Update the stretch from the line containing "barrier in this photo as integer pixel values." through the end of the items by replacing "scouting board" with "survey board", leaving everything else unchanged, and give back only those lines.

===

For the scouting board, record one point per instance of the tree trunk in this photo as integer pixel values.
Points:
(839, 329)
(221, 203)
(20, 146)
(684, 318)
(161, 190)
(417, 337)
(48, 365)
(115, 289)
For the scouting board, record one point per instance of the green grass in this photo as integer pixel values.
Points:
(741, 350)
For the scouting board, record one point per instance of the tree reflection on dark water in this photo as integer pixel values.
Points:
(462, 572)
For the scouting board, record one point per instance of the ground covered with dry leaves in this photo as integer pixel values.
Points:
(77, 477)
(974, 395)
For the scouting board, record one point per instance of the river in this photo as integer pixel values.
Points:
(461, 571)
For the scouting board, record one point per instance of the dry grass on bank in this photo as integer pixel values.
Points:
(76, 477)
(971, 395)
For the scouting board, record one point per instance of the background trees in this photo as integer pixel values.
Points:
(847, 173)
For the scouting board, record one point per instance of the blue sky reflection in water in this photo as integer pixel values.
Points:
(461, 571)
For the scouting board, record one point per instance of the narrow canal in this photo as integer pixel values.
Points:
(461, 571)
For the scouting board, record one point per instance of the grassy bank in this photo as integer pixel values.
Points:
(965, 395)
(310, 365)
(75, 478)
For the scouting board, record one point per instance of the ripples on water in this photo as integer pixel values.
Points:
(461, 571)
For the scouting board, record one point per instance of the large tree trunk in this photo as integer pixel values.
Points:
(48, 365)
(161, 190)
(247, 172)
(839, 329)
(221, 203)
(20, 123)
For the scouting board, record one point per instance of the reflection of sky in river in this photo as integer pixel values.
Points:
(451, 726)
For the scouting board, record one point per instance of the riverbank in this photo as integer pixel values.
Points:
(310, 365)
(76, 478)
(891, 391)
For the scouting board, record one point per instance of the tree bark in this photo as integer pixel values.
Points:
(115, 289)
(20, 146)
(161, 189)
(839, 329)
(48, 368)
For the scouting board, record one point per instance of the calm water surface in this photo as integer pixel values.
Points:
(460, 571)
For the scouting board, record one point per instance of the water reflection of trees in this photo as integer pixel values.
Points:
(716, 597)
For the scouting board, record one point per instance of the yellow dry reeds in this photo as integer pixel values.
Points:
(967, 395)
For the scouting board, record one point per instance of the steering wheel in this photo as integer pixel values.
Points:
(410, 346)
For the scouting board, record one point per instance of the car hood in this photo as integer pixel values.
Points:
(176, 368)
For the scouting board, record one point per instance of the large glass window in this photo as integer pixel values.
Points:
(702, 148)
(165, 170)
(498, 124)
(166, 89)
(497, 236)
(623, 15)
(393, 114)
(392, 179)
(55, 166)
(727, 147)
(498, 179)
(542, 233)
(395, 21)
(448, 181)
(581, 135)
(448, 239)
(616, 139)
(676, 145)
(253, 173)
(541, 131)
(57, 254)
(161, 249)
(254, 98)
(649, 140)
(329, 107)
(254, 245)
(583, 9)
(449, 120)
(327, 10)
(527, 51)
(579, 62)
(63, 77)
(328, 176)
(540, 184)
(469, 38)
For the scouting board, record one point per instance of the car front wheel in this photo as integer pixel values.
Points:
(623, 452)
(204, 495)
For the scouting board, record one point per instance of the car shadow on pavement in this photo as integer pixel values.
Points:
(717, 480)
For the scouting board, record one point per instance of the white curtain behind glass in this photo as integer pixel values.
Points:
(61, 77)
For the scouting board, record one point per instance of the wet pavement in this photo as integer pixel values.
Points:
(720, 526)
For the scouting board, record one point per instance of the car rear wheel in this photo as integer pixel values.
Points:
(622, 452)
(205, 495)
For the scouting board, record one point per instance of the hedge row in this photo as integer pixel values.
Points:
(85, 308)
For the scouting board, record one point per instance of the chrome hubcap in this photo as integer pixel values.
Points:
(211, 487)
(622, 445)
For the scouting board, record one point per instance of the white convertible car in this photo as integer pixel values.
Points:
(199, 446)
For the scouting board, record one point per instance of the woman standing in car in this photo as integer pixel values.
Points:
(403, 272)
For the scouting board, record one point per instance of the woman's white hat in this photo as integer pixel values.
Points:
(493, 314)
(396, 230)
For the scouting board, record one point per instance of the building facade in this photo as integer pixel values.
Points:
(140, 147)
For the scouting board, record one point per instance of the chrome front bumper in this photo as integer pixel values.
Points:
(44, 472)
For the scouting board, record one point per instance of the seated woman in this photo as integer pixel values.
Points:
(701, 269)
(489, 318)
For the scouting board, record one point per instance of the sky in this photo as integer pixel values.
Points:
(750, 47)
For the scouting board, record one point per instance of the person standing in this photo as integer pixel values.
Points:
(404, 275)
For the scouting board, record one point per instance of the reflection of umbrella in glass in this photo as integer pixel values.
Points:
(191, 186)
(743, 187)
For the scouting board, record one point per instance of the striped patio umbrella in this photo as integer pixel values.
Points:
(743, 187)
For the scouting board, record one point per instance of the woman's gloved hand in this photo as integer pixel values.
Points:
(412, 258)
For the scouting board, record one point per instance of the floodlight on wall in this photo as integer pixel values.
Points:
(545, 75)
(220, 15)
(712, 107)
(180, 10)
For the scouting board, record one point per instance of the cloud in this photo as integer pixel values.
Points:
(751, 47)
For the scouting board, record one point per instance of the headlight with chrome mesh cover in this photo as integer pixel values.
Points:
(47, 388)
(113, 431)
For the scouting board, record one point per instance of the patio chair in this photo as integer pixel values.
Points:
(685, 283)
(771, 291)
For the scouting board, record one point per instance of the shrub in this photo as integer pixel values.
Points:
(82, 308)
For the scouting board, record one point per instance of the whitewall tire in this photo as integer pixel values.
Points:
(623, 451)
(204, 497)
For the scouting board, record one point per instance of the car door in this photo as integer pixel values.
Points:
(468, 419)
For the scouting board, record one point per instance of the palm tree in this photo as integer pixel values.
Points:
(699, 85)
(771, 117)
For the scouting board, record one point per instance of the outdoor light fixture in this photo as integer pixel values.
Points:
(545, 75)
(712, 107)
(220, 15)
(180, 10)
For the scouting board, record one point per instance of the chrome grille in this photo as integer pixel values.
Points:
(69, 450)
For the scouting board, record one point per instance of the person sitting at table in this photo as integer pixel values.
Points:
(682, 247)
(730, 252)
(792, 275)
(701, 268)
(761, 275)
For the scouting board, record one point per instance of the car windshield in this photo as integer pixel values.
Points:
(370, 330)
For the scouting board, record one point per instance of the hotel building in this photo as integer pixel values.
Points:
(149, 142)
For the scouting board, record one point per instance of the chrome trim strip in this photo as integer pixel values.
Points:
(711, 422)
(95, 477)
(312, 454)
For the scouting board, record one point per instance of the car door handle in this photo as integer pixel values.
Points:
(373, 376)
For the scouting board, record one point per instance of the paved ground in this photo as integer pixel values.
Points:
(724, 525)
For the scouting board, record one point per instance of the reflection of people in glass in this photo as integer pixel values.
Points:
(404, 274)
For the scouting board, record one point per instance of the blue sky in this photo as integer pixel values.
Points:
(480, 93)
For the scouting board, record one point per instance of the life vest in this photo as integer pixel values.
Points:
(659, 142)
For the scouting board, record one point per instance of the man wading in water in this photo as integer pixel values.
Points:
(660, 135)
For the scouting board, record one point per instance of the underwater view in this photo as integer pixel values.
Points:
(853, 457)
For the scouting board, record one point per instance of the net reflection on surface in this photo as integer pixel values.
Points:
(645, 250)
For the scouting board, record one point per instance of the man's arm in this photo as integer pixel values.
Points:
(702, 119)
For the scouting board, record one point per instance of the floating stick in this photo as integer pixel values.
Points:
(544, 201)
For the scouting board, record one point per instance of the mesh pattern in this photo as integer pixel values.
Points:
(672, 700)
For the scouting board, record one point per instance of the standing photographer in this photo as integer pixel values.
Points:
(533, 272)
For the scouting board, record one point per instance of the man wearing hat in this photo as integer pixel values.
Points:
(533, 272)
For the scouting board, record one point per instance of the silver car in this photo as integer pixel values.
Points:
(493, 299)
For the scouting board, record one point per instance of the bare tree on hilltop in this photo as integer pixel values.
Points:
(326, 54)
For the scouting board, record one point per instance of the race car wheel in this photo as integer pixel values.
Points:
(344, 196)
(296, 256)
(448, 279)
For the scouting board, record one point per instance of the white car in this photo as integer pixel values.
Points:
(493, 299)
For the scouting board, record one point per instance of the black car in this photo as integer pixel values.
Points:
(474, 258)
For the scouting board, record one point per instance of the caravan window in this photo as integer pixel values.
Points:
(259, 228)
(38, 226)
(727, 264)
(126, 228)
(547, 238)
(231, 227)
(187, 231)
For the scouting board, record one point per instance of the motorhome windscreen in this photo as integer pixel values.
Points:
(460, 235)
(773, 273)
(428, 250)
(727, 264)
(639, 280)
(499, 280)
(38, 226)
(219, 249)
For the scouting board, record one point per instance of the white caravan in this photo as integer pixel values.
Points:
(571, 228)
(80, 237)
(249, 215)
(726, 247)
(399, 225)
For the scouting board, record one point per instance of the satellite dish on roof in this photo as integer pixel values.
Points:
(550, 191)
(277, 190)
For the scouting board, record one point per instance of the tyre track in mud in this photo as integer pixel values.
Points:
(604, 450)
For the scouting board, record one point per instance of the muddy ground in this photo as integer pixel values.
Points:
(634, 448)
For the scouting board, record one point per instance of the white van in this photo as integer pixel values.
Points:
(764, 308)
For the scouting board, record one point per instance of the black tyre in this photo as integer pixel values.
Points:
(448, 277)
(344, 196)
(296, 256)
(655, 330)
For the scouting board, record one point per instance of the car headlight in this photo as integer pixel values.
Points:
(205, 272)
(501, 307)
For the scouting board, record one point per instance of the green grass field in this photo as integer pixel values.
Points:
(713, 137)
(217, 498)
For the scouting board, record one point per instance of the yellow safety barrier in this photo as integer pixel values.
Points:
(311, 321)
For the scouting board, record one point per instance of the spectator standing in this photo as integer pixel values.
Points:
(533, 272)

===

▶ _PROBLEM SOLUTION_
For the survey board, record one point per instance of the yellow safety barrier in this photo as integer pixel values.
Points:
(311, 321)
For the survey board, record one point per instance of the spectator standing in this photo as integer pixel values.
Points:
(533, 272)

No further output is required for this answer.